» **Stored rows**:
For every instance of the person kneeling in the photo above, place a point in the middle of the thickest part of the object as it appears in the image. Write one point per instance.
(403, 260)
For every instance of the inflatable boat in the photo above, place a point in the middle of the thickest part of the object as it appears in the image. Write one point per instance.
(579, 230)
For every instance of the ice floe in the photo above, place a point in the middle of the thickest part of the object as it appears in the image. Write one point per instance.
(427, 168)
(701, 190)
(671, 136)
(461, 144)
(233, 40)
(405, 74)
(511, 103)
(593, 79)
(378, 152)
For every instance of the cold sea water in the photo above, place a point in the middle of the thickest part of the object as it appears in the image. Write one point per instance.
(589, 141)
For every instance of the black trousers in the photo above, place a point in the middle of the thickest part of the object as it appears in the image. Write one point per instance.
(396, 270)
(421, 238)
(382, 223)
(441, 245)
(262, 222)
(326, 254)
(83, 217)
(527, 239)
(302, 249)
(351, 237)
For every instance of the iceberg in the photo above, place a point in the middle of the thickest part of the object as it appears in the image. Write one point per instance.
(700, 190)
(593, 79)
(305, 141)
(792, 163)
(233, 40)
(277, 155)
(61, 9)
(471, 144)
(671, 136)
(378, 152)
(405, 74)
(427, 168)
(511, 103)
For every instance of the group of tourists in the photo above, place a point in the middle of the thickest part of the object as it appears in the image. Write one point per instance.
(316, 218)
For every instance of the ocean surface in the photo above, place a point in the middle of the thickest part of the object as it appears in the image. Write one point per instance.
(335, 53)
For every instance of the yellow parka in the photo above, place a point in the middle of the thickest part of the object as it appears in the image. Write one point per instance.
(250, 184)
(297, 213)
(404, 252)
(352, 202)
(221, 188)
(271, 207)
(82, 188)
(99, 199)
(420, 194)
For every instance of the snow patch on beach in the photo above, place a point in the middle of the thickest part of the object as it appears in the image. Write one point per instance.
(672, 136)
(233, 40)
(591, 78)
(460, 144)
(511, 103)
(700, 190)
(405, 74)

» **Goal**: Restate the data above exactly, keeping each word as it stands.

» **Response to the task**:
For every instance of the person kneeling in the photo above, place a point in the middle of the thickest part of the object as it appears in the image. Write one point per instance.
(403, 260)
For every instance of the inflatable boat in the photo above, place a point in the middle of the thickest part of the object as it appears in the image. Write one point per instance.
(579, 230)
For every instance of the ice floe in the photo above, place a point in the middle of the thickest part of the object as it appears in the image. Write one point per instance.
(427, 168)
(701, 190)
(671, 136)
(461, 144)
(233, 40)
(405, 74)
(511, 103)
(593, 79)
(378, 152)
For every instance of the cold sea water in the photo above, place a point in the middle of the thickest part of the object as it appears in the image. Write one point per instance.
(589, 141)
For every instance of the black trousers in the photo above, place a point in the middle of the thickest part of the object as it appears in the image. Write one point per instance.
(396, 270)
(421, 238)
(382, 223)
(441, 245)
(262, 222)
(326, 254)
(83, 217)
(527, 239)
(302, 249)
(351, 237)
For every instance of the iceberg in the photo above, place a point in the middle of the thickest part of the object as it appears in the image. Write one point per instance.
(700, 190)
(593, 79)
(305, 141)
(792, 163)
(233, 40)
(277, 155)
(61, 9)
(471, 144)
(671, 136)
(378, 152)
(405, 74)
(427, 168)
(511, 103)
For every instance of the group of tourists in the photo above, place a point in the middle of the thickest part of the object as it appears in the image. Write one point per instance.
(316, 218)
For every instance of the ocean surface in the photo above, place a point in the middle of the thickest part of the object as it appears in the image. Write one point per instance.
(335, 53)
For every instance of the yellow parka in the photo above, place a point in the middle of the thickest part of the object as it appears in the image. Write one point per instance.
(250, 184)
(297, 213)
(404, 252)
(352, 202)
(221, 188)
(271, 207)
(82, 188)
(99, 199)
(420, 194)
For every instance of the snow patch on beach in the photo above, place a point in the middle of the thickest part of the object as it appears in the image. Write one point per instance.
(672, 136)
(233, 40)
(591, 78)
(460, 144)
(511, 103)
(700, 190)
(405, 74)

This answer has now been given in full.